### Exercices
(a) Pour chacune des affirmations suivantes, dites si elle concorde avec le texte sur l'énergie norvégienne (oui ou non) et citez les mots exacts du texte qui tranchent : (i) La Norvège est désormais le principal fournisseur de gaz naturel en Europe. (ii) Petoro est une entreprise privée. (iii) L'énergie représente environ la moitié de la production économique de la Norvège.
(b) D'après le texte sur l'énergie norvégienne, pourquoi la guerre en Ukraine a-t-elle fait croître les recettes pétrolières et gazières de la Norvège ? Répondez en une à trois phrases.
(c) Renvoyez, s'il vous plaît, tout le passage du texte sur l'énergie norvégienne, depuis « Ces opérations – » jusqu'à « soumis à l’embargo. ».

### Texte extrait
>>>

La nouvelle ligne de front pour la sécurité énergétique de l’Europe est un modeste immeuble de bureaux surplombant un fjord à Stavanger, en Norvège. À l’intérieur, une société appelée Petoro supervise trois douzaines des plus grands gisements de pétrole et de gaz naturel d’Europe, sur le plateau continental norvégien riche en pétrole.

Ces opérations – dans les eaux norvégiennes marquées par d’énormes plateformes offshore et des puits serpentant à des milliers de pieds sous la surface – ont contribué à aider l’Europe à chauffer ses maisons et à produire de l’électricité depuis le début de la guerre de la Russie en Ukraine.

Lorsque la Russie a réduit ses exportations de gaz naturel l’année dernière, la Norvège les a augmentées, et elle est désormais le principal fournisseur de ce combustible en Europe. La Norvège fournit également de plus grandes quantités de pétrole à ses voisins, en remplacement du pétrole russe soumis à l’embargo.

« La guerre et la situation énergétique dans son ensemble ont montré que l’énergie norvégienne est extrêmement importante pour l’Europe », a déclaré Kristin Fejerskov Kragseth, directrice générale de Petoro, une entreprise publique qui gère les réserves pétrolières de la Norvège. « Nous avons toujours été importants, a-t-elle ajouté, mais nous ne nous en sommes peut-être pas rendu compte.

L’importance de ce statut élevé n’échappe pas à la Norvège, un pays de 5,5 millions d’habitants où l’énergie représente environ un tiers de la production économique et où, à l’instar de l’Arabie saoudite, le gouvernement possède non seulement les gisements de pétrole et de gaz, mais aussi d’importantes participations dans les entreprises qui les exploitent. En augmentant la demande de cette énergie, la guerre en Ukraine a contribué à ajouter environ 100 milliards de dollars aux recettes pétrolières et gazières de la Norvège.

<<<

### Données extraites

>>>

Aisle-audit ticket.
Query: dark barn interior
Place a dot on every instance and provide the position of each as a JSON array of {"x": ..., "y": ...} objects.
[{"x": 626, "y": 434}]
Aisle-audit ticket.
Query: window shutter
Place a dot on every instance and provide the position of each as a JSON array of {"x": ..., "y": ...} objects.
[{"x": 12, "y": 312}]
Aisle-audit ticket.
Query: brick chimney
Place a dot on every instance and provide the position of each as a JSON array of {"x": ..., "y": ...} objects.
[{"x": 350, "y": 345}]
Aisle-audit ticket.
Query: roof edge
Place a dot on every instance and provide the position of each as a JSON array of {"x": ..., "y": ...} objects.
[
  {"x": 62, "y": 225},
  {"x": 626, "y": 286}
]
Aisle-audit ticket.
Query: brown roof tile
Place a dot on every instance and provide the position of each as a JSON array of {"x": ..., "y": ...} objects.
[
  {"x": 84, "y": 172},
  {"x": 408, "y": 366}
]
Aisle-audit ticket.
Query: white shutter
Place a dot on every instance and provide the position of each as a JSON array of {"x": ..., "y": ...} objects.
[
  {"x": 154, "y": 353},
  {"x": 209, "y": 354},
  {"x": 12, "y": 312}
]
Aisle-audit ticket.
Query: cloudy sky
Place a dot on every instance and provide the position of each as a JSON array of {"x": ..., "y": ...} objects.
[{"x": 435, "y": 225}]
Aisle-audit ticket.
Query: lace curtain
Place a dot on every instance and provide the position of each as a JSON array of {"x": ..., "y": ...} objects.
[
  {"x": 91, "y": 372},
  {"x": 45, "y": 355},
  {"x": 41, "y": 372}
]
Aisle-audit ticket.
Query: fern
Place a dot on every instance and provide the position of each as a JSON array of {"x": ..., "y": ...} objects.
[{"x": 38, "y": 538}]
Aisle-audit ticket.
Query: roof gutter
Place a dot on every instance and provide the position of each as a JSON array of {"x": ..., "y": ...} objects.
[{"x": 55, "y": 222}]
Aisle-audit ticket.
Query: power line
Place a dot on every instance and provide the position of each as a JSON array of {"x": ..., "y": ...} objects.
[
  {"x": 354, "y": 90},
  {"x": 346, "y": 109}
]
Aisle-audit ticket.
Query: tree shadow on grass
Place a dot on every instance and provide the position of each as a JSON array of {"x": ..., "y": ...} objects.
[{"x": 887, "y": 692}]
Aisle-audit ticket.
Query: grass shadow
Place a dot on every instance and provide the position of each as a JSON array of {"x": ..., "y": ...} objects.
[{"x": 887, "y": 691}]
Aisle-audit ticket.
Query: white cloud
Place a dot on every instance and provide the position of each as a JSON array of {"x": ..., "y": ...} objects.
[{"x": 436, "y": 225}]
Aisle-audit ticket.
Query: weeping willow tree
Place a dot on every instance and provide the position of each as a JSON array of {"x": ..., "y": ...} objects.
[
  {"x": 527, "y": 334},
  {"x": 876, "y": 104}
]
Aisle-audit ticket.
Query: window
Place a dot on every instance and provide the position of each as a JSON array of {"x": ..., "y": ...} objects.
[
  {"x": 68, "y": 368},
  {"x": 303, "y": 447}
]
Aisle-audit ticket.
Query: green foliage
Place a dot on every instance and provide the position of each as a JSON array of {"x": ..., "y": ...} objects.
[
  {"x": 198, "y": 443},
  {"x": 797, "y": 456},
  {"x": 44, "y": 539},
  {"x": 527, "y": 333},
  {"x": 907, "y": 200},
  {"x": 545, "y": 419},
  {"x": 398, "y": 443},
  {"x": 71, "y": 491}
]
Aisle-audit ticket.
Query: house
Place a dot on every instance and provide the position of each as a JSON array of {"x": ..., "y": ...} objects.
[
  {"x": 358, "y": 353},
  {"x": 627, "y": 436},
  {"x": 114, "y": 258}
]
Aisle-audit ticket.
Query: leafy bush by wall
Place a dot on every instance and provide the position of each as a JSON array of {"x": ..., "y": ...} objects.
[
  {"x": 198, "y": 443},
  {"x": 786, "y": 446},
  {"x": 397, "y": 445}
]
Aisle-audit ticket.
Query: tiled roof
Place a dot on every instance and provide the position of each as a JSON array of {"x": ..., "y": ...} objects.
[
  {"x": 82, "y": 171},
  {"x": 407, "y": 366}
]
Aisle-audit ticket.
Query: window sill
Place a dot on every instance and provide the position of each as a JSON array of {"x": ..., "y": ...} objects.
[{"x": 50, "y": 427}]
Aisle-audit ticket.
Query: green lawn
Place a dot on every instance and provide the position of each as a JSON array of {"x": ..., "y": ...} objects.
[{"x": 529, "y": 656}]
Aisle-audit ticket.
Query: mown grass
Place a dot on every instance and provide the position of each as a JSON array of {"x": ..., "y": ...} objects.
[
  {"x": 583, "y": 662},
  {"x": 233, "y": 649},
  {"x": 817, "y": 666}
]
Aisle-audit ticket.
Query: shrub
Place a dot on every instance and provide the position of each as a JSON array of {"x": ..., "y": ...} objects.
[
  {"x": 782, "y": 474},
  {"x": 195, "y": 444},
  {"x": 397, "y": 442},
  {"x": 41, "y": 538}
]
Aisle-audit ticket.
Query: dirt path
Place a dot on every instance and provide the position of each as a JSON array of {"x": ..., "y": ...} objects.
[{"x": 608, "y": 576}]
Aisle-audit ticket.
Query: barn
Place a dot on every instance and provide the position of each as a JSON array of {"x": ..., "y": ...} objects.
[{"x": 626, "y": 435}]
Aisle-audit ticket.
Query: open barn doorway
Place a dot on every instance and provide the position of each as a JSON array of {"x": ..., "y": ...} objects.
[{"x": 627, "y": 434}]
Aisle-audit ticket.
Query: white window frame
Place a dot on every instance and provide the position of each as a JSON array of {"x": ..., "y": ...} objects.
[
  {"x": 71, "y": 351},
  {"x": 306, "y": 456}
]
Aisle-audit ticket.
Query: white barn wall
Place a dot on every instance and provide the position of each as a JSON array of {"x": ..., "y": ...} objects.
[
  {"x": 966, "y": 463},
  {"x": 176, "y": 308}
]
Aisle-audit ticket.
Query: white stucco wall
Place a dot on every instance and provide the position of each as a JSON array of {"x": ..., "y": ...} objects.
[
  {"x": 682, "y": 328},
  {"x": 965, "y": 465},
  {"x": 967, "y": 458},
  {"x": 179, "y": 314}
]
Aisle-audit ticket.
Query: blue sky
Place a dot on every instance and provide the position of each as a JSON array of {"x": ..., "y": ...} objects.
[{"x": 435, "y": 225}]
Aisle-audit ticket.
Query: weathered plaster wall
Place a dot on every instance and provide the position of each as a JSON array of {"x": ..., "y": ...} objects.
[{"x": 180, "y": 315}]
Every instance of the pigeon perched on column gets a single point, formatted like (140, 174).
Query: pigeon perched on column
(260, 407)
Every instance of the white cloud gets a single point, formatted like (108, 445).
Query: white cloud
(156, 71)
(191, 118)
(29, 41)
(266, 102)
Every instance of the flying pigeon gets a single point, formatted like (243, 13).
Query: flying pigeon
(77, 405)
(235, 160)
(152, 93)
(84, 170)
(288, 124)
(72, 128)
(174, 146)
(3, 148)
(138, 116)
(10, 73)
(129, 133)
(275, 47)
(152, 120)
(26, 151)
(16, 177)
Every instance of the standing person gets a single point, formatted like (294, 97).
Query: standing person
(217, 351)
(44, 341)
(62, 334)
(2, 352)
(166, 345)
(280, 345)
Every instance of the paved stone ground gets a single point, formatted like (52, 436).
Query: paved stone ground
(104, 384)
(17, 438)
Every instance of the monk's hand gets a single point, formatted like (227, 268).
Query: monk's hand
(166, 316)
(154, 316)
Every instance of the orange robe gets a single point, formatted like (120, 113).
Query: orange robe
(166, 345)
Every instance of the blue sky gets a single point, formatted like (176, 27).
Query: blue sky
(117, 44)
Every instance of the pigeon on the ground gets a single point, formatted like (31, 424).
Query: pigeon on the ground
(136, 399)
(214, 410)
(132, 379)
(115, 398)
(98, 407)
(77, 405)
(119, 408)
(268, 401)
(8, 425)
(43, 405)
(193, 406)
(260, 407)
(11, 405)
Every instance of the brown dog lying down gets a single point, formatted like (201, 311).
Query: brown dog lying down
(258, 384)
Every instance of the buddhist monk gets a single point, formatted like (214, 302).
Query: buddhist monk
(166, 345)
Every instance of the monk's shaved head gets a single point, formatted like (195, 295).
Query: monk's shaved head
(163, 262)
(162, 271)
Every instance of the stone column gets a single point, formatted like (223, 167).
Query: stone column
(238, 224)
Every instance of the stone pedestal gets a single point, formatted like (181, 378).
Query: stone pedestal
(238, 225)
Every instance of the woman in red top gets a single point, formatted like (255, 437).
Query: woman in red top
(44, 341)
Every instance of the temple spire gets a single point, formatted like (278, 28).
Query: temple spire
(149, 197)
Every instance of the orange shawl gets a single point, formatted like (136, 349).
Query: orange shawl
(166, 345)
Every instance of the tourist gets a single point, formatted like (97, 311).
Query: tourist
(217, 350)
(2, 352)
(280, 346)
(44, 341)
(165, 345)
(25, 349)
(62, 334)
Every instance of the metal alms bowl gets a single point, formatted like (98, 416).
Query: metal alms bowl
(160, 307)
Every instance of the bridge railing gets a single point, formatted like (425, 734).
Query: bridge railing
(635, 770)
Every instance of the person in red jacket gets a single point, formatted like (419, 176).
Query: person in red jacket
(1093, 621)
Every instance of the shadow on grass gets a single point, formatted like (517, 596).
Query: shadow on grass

<<<

### Corrigé détaillé
(a)
(i) Oui : « elle est désormais le principal fournisseur de ce combustible en Europe ».
(ii) Non : « une entreprise publique qui gère les réserves pétrolières de la Norvège ».
(iii) Non : « où l’énergie représente environ un tiers de la production économique ».

(b) La guerre a augmenté la demande d'énergie norvégienne. Cette hausse a contribué à ajouter environ 100 milliards de dollars aux recettes pétrolières et gazières du pays.

(c)
Ces opérations – dans les eaux norvégiennes marquées par d’énormes plateformes offshore et des puits serpentant à des milliers de pieds sous la surface – ont contribué à aider l’Europe à chauffer ses maisons et à produire de l’électricité depuis le début de la guerre de la Russie en Ukraine.

Lorsque la Russie a réduit ses exportations de gaz naturel l’année dernière, la Norvège les a augmentées, et elle est désormais le principal fournisseur de ce combustible en Europe. La Norvège fournit également de plus grandes quantités de pétrole à ses voisins, en remplacement du pétrole russe soumis à l’embargo.